Referring expression pointing data
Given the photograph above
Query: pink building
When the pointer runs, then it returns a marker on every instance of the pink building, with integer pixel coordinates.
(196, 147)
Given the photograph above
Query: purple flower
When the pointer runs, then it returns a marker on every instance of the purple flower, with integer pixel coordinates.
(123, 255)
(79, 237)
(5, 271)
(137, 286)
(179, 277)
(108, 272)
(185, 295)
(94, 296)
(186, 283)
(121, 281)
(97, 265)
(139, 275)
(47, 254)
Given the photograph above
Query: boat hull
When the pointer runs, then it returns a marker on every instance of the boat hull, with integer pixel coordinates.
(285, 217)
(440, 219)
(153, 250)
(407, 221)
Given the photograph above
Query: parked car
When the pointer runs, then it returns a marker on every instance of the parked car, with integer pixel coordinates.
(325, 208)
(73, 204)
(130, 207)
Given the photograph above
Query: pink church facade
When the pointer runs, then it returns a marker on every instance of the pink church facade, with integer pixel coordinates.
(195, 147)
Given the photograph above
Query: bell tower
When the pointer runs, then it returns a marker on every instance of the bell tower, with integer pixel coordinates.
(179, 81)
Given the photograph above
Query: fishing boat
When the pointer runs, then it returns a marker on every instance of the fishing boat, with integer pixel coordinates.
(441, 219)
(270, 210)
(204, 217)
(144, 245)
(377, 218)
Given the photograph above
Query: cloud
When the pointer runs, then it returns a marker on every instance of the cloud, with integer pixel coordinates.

What is needed:
Would you please copy out every line of the data exactly?

Task output:
Given the photograph above
Query: pink building
When the pointer runs, then it returns a marker on every instance of the pink building, with integer pixel coordinates.
(196, 147)
Given the photograph above
Query: purple flower
When the pointer runs, then it returns a marker on every instance of the purple flower, with integer pixel coordinates.
(123, 255)
(79, 237)
(5, 271)
(137, 286)
(179, 277)
(108, 272)
(185, 295)
(94, 296)
(186, 283)
(121, 281)
(97, 265)
(139, 275)
(47, 254)
Given the photograph above
Query: boat hull
When the pointer runs, then it returns a marker on every instance of the boat hull, with integer pixel coordinates.
(285, 217)
(440, 219)
(153, 250)
(407, 221)
Given the photograph above
Query: parked car
When the pointer runs, then it returns a marker on every instance of the parked car, with integer pixel coordinates.
(325, 208)
(73, 204)
(130, 207)
Given the photograph above
Query: pink church facade
When the pointer runs, then it returns a marker on every instance of the pink church facade, with integer pixel coordinates.
(195, 147)
Given the photograph above
Query: bell tower
When the pointer runs, then it returns a marker on every instance of the bell tower, with integer pixel coordinates.
(179, 81)
Given the photograph above
Query: fishing boat
When the pointer runs, then it returns a marker on every instance of the fishing boat, with integer pixel coordinates.
(441, 219)
(270, 210)
(204, 217)
(144, 245)
(377, 218)
Given the photograph above
Query: cloud
When the pointer runs, then it returns a marker on every instance of the cloud, with integer pixel coordinates.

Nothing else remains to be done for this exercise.